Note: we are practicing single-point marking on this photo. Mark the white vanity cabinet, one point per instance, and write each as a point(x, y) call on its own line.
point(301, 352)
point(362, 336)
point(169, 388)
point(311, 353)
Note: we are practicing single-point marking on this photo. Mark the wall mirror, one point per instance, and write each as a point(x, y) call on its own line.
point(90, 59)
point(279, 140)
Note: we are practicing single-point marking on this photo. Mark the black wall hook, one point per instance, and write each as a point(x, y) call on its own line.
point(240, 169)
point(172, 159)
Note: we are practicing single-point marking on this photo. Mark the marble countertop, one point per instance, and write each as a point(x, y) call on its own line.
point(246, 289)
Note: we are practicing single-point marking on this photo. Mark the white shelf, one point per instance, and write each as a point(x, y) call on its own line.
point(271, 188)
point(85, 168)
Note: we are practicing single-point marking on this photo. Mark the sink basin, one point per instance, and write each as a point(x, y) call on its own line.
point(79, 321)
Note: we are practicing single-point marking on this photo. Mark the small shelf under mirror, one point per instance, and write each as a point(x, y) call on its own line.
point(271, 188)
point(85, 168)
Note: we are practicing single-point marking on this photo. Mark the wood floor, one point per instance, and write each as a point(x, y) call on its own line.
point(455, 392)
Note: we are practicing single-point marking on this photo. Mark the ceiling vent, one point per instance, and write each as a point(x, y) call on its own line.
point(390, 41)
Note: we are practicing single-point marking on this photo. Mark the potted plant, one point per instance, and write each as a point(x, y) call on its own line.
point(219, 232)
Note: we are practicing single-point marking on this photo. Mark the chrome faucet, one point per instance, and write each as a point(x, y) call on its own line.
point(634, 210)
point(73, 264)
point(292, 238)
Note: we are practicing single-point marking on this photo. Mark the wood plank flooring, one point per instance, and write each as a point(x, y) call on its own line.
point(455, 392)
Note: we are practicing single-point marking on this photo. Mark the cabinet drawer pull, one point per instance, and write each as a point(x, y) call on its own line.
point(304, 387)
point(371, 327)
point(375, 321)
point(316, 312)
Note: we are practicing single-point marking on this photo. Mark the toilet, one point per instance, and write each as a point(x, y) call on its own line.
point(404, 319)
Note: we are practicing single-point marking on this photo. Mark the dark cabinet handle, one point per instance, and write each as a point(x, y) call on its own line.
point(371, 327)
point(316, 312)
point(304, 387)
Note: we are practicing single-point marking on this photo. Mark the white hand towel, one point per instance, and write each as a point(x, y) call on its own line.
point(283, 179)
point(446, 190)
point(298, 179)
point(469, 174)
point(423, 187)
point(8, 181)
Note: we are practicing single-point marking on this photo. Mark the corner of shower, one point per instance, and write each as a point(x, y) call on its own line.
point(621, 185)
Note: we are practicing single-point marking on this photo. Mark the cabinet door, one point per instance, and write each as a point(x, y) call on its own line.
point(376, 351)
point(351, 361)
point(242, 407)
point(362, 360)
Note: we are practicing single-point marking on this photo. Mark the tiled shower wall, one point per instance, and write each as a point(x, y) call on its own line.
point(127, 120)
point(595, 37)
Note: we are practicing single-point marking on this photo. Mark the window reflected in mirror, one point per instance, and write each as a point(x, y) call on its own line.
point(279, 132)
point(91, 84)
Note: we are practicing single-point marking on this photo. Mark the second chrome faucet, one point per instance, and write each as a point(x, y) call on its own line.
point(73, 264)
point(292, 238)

━━━━━━━━━━━━━━━━━━━━━━━━━━━━━━

* Challenge
Copy every line between the line holding "white shelf, one" and the line holding "point(79, 321)", inclusive, including those without coordinates. Scale each point coordinate in the answers by 2.2 and round to whole numbers, with halves rounded up.

* Expected answer
Note: we are practicing single-point marking on this photo. Mark the white shelf, one point per instance, and write each as a point(x, y) call on its own line.
point(596, 414)
point(187, 370)
Note: we are practicing single-point marking on this photo. Mark the sink basin, one point per instance, and write each as a point(x, y) call on its own line.
point(174, 706)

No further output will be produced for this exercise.